Consignes:
- 1) Recopiez sans rien changer le passage de l'article sur les Français retenus dans les camps du Kurdistan syrien qui s'ouvre sur les mots contenant « Environ 50 femmes » et se clôt sur « la semaine dernière. ».
- 2) Reprenez l'article sur les Français retenus dans les camps du Kurdistan syrien et rédigez la suite après sa dernière phrase.

Extrait choisi:
□ □ □ □
Environ 50 femmes et 120 mineurs vivent toujours dans des conditions précaires dans des camps au Kurdistan syrien, où les partisans d’un rapatriement de ces Français se sont rendus la semaine dernière.
Par Timothée Boutry du Parisien le 16 juin 2025 à 18h32

Il y a Ilies, emmené de force par son père il y a dix ans en Syrie avec sa fratrie. Aujourd’hui âgé de 22 ans, il a acquis sa majorité dans le centre « de déradicalisation » d’Orkesh, dans le nord-est syrien, où sont envoyés la plupart des garçons à l’adolescence. « Cela fait cinq ans et cinq jours que je suis séparé de ma mère et mes frères et sœurs, décompte-t-il. La vie n’a plus de goût ».
□ □ □ □
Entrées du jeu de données
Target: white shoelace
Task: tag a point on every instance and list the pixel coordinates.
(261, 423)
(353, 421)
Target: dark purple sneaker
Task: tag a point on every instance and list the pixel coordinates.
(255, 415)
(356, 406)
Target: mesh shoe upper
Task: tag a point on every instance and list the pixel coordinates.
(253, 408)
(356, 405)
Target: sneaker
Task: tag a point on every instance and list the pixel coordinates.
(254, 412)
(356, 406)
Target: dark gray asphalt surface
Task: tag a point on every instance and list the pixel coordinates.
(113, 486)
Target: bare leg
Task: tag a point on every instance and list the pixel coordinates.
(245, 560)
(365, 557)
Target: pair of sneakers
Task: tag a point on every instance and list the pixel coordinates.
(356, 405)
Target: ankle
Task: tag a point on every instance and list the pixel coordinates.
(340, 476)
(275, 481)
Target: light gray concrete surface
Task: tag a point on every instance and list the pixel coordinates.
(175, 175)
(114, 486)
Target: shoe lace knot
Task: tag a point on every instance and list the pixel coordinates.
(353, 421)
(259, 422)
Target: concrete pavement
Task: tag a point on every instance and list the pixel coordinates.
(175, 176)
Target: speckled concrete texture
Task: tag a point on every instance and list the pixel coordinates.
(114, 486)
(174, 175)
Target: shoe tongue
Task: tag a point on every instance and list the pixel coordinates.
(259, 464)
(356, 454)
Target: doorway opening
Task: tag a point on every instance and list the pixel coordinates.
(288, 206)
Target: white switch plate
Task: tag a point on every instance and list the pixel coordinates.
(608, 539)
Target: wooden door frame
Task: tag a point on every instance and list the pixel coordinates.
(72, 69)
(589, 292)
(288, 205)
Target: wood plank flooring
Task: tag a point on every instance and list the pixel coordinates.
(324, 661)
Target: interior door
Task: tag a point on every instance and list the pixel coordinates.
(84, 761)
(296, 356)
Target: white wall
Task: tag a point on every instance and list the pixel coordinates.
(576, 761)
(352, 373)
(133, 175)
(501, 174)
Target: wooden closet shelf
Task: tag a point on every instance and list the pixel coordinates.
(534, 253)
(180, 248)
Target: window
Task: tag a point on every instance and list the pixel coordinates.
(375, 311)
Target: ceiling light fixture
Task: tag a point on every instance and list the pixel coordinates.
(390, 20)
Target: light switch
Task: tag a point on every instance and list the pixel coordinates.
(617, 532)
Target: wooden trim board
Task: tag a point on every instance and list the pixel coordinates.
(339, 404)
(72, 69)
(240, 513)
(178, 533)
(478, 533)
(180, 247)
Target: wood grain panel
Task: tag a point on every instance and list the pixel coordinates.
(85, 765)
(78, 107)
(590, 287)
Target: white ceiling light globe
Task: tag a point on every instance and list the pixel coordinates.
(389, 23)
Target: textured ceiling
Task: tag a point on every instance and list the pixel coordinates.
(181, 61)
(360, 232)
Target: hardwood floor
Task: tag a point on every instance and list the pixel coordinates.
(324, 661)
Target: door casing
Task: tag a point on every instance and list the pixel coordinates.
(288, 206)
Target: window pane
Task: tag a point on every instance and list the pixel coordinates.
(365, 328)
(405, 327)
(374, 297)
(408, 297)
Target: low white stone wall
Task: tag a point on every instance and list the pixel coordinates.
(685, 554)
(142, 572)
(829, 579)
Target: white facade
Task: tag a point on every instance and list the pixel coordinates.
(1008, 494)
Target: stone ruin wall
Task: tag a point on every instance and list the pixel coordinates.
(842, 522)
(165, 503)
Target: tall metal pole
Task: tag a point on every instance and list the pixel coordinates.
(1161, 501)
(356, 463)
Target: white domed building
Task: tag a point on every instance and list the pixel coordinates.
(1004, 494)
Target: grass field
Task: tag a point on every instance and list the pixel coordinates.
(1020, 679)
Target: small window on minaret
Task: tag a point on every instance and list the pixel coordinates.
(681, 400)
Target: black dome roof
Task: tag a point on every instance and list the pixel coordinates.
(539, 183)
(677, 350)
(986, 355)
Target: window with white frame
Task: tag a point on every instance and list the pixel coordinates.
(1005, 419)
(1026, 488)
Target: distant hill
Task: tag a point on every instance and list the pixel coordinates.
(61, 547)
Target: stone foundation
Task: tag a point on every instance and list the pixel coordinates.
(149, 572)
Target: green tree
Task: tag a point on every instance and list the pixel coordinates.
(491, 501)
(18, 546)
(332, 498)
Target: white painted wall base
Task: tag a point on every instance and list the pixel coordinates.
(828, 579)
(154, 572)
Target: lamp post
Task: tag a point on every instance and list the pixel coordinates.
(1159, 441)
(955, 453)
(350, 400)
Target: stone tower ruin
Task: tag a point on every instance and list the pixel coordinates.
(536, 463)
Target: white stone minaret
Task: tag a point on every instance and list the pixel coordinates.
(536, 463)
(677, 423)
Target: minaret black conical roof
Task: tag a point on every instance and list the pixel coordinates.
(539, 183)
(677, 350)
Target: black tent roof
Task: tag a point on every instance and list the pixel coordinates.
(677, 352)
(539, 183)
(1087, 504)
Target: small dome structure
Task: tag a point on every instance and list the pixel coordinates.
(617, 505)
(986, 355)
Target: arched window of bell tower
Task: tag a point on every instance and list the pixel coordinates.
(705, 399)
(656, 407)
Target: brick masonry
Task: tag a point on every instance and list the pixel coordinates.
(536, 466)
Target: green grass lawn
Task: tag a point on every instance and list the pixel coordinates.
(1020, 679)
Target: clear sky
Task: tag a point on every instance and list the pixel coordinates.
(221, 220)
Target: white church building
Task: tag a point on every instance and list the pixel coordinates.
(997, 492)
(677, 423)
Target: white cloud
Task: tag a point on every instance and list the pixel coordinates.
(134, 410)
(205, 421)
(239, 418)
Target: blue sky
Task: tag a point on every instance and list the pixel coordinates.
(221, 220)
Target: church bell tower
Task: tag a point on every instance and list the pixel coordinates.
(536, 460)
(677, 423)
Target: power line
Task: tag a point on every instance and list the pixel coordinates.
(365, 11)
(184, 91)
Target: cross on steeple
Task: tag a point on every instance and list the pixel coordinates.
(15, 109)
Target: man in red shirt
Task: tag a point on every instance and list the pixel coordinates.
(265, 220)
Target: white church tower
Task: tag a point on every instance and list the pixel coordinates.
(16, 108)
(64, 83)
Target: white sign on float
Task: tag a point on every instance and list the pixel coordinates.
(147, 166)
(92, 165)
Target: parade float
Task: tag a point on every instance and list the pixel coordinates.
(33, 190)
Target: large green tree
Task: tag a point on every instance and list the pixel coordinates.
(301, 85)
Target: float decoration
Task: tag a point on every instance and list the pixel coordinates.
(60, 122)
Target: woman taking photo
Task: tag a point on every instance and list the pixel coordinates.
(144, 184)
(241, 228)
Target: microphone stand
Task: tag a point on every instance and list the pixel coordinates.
□ □ □ □
Réponses dans l'ordre:
- 1)
Environ 50 femmes et 120 mineurs vivent toujours dans des conditions précaires dans des camps au Kurdistan syrien, où les partisans d’un rapatriement de ces Français se sont rendus la semaine dernière.

- 2)
Il y a Adem, lui aussi 22 ans, lui aussi emmené en Syrie il y a dix ans, et lui aussi séparé du reste de sa famille. Lui a échoué dans la prison d’Alaya où, entassé dans une cellule de 25, il maintient son niveau en français en lisant les enquêtes du commissaire Maigret.
« J’ai hâte de vous revoir. Truc de ouf. Je vous aime de tout mon cœur », lance-t-il lorsqu’il découvre le courrier envoyé par sa cousine, rapatriée en France.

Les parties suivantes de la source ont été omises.